Data section Start Marker

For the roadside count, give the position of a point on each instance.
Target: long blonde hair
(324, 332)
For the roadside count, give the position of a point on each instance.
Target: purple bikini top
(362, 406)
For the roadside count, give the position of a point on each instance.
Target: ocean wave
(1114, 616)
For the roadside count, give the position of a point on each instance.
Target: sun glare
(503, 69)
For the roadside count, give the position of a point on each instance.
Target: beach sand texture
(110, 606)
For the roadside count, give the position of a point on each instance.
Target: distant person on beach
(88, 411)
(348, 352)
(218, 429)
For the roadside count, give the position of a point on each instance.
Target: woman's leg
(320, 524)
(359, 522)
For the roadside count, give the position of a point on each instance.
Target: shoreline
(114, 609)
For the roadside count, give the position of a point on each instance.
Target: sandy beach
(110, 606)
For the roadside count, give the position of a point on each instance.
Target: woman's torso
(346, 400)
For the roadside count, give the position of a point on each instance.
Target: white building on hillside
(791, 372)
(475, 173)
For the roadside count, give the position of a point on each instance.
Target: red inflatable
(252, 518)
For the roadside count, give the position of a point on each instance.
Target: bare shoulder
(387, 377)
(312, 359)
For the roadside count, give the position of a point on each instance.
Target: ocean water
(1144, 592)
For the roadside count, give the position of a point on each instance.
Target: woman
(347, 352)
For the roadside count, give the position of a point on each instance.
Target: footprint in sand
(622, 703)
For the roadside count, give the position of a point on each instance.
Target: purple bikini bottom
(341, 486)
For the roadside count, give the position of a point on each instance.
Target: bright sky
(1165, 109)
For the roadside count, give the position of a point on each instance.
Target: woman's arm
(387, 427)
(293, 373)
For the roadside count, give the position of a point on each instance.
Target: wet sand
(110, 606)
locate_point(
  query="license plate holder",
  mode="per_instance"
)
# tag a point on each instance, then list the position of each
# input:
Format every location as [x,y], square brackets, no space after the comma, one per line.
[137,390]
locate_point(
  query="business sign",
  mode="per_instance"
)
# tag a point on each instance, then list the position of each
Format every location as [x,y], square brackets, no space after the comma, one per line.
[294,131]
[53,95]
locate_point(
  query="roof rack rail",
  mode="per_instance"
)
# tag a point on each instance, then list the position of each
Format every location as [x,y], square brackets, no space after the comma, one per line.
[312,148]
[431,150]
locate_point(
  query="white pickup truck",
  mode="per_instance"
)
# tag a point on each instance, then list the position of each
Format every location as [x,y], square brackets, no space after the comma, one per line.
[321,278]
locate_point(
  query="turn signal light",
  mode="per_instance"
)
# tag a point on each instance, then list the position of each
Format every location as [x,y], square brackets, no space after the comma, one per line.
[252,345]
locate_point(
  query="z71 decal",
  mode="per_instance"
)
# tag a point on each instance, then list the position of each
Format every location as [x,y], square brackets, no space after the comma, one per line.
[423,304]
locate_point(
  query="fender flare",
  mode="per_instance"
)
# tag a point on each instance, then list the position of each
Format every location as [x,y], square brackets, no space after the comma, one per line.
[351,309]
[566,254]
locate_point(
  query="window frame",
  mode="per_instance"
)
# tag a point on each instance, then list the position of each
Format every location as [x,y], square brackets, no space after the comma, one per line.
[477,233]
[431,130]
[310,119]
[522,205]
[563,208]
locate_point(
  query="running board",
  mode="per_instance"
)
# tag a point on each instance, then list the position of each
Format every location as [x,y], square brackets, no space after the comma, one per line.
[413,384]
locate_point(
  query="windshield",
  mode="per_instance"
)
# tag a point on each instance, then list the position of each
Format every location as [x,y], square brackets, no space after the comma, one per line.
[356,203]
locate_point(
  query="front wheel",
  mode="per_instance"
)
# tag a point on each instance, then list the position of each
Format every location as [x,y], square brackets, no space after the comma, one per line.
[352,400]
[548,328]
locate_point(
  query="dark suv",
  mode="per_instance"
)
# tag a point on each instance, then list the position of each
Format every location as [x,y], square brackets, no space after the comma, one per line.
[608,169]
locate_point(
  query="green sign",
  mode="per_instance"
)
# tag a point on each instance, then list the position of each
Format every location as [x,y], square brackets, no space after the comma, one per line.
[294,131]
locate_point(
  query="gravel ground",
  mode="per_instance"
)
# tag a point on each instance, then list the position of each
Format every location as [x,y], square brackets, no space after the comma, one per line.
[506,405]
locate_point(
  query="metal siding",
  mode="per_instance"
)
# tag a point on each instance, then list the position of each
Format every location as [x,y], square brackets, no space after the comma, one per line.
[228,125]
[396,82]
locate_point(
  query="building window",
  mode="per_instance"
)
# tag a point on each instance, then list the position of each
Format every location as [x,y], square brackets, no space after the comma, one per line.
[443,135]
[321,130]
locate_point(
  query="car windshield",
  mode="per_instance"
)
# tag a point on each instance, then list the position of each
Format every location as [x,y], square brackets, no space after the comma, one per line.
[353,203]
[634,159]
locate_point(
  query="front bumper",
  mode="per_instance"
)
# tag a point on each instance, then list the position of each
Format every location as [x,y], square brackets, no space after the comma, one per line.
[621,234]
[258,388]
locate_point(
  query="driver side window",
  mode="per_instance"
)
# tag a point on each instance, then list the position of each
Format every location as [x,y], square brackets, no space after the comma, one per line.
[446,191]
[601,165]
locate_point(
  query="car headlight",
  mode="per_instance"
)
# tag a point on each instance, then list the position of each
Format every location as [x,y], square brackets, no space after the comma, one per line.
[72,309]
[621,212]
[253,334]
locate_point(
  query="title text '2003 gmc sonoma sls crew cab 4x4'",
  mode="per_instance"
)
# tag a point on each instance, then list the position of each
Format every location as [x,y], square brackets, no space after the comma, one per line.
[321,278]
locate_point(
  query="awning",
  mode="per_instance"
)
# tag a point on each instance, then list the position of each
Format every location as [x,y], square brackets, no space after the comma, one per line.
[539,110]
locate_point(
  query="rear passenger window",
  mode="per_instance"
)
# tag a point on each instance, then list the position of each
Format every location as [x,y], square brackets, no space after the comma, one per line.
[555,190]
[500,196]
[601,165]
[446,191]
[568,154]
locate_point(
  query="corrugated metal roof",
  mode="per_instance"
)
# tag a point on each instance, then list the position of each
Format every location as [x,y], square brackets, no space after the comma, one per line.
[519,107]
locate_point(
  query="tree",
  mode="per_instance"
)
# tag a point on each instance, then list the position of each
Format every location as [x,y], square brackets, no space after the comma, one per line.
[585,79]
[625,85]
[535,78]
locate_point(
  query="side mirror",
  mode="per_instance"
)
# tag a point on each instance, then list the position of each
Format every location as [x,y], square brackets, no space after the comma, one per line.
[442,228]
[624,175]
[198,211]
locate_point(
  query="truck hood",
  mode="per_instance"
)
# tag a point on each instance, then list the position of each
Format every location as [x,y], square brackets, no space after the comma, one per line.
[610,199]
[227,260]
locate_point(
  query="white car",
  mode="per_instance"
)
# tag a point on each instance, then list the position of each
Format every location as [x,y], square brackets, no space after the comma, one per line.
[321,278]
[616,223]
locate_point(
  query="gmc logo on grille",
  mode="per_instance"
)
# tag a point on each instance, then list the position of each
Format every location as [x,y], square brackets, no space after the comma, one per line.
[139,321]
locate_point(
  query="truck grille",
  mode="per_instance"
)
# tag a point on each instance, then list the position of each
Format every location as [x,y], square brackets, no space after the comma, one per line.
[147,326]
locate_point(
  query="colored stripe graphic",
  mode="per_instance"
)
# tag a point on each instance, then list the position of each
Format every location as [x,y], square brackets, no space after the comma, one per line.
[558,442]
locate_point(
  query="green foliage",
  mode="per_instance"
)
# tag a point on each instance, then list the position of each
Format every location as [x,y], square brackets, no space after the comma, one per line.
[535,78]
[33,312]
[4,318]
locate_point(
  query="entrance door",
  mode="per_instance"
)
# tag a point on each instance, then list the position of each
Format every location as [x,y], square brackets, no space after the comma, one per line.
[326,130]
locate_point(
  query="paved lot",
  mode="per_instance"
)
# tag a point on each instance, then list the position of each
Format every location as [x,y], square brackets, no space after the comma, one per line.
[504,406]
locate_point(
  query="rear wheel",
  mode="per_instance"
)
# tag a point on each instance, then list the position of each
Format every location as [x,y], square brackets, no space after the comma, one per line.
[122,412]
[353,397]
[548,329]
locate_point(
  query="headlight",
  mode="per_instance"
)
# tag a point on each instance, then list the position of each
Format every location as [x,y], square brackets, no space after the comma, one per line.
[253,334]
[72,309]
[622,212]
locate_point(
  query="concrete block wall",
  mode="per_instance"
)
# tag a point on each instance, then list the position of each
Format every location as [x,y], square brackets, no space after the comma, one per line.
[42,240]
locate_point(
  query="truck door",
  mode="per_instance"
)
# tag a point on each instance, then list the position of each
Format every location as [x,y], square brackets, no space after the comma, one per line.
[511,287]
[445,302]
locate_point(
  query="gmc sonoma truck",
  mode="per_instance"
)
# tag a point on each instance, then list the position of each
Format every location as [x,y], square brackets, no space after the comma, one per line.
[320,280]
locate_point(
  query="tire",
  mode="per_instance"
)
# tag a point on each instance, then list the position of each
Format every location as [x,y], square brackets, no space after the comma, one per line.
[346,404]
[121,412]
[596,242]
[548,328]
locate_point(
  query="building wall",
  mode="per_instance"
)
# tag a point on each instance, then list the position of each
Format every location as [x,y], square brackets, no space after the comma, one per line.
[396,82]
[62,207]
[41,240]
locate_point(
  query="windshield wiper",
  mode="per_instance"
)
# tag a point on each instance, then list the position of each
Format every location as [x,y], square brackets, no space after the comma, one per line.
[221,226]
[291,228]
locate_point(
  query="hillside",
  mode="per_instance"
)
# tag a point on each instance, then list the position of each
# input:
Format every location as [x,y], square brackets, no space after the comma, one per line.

Data section End Marker

= Your instructions =
Among the lines above, which ones hold the string "front"? Show them.

= Written solution =
  query="front wheel",
  query="front bumper",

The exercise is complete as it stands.